**Dataset records:**
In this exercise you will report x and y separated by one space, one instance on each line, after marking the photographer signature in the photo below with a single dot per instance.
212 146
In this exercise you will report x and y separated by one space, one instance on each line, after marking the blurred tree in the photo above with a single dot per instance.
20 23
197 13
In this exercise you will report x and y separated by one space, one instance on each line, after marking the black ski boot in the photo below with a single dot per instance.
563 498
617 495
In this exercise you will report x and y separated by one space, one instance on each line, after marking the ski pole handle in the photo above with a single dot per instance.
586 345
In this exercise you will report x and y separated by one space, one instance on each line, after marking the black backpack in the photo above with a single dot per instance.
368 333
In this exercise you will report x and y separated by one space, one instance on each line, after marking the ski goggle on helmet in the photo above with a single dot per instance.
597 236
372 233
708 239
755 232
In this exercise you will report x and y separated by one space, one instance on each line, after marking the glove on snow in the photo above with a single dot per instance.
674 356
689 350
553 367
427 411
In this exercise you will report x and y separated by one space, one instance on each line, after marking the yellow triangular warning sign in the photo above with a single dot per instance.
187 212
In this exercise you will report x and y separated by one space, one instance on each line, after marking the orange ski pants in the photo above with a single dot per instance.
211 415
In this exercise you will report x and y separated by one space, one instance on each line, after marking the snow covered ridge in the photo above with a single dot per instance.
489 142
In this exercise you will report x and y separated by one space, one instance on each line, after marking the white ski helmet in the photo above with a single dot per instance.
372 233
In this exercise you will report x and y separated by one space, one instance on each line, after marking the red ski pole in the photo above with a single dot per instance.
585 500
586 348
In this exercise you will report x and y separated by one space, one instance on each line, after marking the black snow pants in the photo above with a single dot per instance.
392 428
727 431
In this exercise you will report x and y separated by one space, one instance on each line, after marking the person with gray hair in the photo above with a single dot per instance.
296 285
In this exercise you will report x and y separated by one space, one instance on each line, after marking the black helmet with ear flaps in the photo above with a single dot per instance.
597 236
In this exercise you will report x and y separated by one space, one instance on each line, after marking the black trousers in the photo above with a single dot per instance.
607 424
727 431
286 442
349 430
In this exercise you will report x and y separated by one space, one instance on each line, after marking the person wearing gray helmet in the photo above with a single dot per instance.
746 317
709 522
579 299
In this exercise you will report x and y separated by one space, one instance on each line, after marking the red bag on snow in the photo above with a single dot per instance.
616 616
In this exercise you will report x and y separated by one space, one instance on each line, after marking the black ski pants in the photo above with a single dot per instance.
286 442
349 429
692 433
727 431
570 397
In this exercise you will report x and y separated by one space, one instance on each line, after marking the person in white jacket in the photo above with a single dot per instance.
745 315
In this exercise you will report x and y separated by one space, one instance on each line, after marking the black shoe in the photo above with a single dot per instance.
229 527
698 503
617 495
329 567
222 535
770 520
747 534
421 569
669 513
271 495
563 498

**To do:** Produce an exact repeat of the lines from the one containing "black ski pants" through the last line of the data, and nothing more.

**Final result:**
In this exercise you will report x and y separated by one space, one instance on each line, after marking the black ski pants in the photo above with a single dot per instance.
286 442
349 429
692 433
727 431
570 397
In this exercise you will report x and y separated by one space, one instance on each line, after marking the person in white jacket in the photo above with a single dot per instance.
745 315
In this exercise you will report x and y separated by one space, one instance on each line, after marking the black shoe in the photo above with a single dot per instance.
229 527
698 503
617 495
329 567
222 535
770 520
747 534
421 569
669 513
271 495
563 498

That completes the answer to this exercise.